#### [Énoncé]
Comptez, s'il vous plaît, les lignes ci-dessous qui contiennent le mot « frame » et indiquez uniquement ce nombre.

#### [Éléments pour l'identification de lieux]

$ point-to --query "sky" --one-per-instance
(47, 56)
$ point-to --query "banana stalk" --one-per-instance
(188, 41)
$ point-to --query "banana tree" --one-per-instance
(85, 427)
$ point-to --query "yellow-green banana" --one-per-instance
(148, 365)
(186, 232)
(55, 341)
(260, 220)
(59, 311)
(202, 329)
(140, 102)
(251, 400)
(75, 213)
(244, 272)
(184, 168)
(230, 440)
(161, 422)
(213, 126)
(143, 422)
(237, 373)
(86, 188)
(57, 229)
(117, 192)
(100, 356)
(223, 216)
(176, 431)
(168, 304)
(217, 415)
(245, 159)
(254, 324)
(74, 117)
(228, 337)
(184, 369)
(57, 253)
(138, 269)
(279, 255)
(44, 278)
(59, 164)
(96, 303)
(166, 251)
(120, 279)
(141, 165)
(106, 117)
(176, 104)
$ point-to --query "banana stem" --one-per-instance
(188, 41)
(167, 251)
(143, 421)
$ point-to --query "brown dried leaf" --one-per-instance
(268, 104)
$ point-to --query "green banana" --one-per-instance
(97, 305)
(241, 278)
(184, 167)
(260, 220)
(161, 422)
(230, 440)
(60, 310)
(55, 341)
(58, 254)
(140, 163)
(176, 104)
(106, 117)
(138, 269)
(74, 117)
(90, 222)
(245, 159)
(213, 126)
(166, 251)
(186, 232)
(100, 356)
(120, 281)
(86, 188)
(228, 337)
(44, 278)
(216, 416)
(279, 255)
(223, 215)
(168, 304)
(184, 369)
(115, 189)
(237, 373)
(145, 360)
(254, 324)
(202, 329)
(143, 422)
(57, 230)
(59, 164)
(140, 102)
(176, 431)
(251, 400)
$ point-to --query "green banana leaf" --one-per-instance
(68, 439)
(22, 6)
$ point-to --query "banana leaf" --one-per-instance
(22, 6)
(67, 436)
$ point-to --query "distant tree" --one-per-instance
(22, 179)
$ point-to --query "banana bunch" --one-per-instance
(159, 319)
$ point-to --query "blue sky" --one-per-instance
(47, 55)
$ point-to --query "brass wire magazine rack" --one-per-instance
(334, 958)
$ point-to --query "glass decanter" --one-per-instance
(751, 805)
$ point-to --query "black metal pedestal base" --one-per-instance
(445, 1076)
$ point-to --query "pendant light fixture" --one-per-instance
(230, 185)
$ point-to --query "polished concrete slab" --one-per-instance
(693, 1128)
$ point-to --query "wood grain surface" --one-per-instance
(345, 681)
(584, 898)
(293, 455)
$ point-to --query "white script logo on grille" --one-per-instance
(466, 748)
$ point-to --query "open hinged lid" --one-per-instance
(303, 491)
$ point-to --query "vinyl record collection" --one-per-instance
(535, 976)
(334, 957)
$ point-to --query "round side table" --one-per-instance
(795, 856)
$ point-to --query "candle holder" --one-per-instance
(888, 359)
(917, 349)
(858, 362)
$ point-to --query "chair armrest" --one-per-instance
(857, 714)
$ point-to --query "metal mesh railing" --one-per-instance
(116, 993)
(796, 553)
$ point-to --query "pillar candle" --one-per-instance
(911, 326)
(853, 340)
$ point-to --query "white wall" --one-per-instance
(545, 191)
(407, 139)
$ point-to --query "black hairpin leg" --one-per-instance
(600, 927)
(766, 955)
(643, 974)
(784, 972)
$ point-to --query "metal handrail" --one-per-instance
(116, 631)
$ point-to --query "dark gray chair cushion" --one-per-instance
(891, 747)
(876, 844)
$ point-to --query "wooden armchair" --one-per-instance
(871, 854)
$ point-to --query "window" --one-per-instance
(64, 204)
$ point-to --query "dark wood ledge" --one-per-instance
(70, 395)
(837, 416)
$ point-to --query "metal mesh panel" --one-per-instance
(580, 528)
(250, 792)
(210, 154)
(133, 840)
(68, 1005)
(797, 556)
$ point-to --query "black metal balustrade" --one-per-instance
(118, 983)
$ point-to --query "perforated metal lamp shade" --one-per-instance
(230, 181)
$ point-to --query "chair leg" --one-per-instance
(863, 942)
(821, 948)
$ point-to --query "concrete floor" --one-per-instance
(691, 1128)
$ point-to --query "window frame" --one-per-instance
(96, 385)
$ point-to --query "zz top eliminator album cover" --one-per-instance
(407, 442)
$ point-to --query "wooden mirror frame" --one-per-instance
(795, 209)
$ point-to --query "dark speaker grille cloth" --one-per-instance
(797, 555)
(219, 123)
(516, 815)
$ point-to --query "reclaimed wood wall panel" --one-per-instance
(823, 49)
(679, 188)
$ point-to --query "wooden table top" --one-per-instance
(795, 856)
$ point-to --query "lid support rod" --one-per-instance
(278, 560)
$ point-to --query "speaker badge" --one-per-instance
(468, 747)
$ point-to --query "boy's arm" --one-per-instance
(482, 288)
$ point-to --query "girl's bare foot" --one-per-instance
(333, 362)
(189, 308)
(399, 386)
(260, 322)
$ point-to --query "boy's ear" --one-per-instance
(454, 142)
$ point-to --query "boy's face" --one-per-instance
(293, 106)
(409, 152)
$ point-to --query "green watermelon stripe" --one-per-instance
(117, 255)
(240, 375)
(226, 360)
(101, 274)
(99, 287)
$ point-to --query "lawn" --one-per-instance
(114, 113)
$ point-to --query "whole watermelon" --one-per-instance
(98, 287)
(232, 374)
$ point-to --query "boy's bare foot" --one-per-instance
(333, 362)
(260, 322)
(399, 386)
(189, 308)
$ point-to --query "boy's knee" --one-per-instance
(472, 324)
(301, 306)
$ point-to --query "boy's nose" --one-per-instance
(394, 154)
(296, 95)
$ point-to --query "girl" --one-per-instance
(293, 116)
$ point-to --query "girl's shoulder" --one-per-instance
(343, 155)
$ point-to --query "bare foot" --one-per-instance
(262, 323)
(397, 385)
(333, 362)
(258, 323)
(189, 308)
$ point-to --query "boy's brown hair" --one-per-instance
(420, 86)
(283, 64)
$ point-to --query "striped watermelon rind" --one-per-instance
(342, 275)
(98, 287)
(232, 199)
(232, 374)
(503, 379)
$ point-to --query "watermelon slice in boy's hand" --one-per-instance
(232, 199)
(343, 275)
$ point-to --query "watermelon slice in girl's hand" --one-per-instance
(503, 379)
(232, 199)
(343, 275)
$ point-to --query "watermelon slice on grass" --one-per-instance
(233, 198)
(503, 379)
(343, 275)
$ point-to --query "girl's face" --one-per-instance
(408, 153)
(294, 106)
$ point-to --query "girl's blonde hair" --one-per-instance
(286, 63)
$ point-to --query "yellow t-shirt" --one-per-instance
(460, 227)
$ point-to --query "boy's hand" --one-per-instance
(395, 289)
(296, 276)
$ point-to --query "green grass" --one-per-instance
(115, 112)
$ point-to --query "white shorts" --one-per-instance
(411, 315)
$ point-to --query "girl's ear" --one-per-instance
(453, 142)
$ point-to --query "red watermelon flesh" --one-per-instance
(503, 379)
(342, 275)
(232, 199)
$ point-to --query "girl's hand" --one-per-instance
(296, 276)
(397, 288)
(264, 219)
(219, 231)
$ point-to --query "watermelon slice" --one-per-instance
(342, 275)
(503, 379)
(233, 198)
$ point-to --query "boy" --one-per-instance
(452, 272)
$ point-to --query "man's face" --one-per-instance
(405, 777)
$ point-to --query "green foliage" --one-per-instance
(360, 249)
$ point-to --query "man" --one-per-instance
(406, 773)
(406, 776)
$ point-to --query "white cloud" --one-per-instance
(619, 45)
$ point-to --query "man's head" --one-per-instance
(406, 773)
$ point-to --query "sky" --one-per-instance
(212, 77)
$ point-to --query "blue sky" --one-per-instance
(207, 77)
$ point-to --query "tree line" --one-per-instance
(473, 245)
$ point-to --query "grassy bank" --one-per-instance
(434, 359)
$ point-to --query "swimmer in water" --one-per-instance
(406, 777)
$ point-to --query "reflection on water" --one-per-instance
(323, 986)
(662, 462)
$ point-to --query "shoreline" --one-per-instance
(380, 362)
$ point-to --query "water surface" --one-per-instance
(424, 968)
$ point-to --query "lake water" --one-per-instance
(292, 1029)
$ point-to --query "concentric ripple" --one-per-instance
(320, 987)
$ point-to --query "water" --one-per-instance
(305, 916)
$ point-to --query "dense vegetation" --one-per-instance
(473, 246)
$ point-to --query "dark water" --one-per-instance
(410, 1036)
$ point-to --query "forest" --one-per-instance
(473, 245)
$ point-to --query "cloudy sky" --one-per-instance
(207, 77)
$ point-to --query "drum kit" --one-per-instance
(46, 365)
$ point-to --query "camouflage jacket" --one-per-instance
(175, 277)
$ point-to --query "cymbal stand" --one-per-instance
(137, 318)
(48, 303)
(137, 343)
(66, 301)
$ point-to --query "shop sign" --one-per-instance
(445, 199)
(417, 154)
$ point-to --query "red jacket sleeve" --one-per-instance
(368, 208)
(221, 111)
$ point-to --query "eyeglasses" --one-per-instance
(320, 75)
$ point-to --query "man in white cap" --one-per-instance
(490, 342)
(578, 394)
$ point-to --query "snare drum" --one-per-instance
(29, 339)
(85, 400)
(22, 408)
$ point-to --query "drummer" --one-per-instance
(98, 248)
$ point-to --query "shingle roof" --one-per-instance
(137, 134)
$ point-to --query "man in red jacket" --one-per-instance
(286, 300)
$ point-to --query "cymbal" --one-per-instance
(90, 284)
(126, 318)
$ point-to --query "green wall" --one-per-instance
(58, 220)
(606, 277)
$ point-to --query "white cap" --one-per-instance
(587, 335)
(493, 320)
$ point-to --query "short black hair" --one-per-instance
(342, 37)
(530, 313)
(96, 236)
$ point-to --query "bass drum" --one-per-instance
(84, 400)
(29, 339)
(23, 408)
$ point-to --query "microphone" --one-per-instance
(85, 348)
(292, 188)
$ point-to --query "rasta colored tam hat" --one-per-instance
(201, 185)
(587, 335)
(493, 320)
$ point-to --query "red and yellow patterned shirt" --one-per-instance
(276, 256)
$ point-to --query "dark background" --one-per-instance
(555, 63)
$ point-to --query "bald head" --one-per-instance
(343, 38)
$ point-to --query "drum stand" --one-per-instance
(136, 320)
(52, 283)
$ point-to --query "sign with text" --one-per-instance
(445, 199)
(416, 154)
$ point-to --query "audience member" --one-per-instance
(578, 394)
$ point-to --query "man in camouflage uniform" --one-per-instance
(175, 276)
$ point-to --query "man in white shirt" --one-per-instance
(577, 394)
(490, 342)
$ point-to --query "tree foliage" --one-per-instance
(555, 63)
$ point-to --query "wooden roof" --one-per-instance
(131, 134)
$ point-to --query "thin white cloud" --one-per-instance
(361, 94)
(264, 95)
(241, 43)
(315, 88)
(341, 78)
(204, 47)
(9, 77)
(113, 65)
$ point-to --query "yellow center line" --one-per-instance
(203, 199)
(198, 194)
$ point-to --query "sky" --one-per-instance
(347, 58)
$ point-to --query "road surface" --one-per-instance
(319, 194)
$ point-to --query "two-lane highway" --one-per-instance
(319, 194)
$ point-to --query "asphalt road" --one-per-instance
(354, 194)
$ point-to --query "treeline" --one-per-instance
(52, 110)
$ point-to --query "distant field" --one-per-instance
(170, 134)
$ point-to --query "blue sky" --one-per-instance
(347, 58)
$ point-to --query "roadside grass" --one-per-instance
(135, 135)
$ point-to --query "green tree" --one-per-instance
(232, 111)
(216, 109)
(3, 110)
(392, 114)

#### [Résultat attendu]
2